■ Required work
- A) In the letter about medical fees, how many years have passed since fee caps were removed?
- B) From the letter about medical fees, copy out the passage starting at "While it is" and ending at "profits and so on.", swapping "lawyers" for "accountants".
- C) Extend the letter about medical fees past its final sentence.

■ Reading passage
————

It seems unfair to single out the medical profession for special treatment after fee caps were removed and the genie has been out of the bottle and running amok for 10 years (Benchmarks for medical fees need more teeth, by Mr Paul Chan Poh Hoi; Jan 19).
While it is disconcerting that medical fees are stratospherically high, the same can be said of general costs of living in Singapore.
If the Government is to be deemed impartial, then a slew of measures must be mandated across all services and trades to rein in profiteering professionals and slay wanton inflation.
Architects must charge no more than a certain percentage of construction costs, lawyers must not exceed a certain fee no matter how long the court appointments drag on, car dealers cannot sell their wares at more than a certain multiple or fraction of the open market value, chief executives' salaries must be pegged to profits and so on.

————

■ Data
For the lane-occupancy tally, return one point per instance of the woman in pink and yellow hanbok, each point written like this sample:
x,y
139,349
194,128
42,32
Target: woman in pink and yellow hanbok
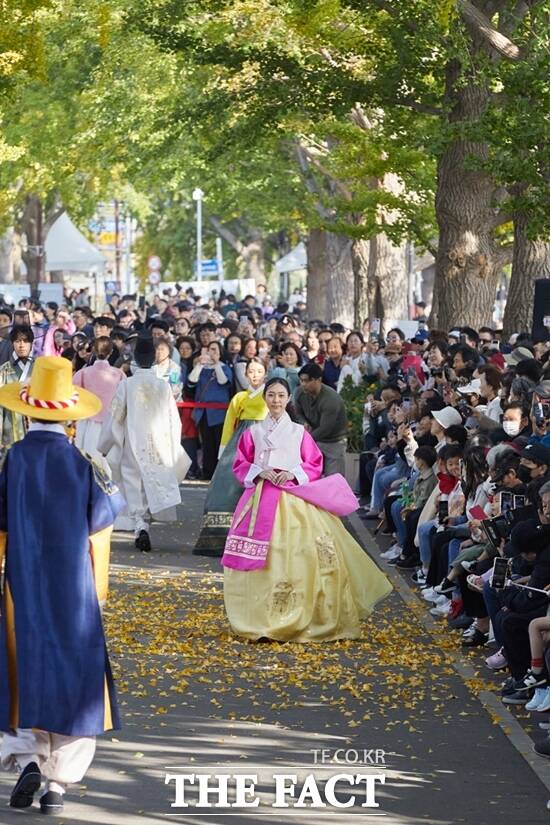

————

■ Solved problems
- A) 10 years.

- B)
While it is disconcerting that medical fees are stratospherically high, the same can be said of general costs of living in Singapore.
If the Government is to be deemed impartial, then a slew of measures must be mandated across all services and trades to rein in profiteering professionals and slay wanton inflation.
Architects must charge no more than a certain percentage of construction costs, accountants must not exceed a certain fee no matter how long the court appointments drag on, car dealers cannot sell their wares at more than a certain multiple or fraction of the open market value, chief executives' salaries must be pegged to profits and so on.

- C)
The list is infinite.
But this would destroy the free economy as we know it. Doesn't Singapore pride itself on selling a product well worth its value, without artificial limits placed?
It is universal practice to use price mechanisms to differentiate a mediocre service from an excellent one.
Hence, marquee doctors in possession of unique skills, using the best equipment and catering to the elite and affluent should be allowed to charge accordingly without interference from the state.
The fee-regulating authorities are caught between a rock and a hard place, with no way to appease all parties.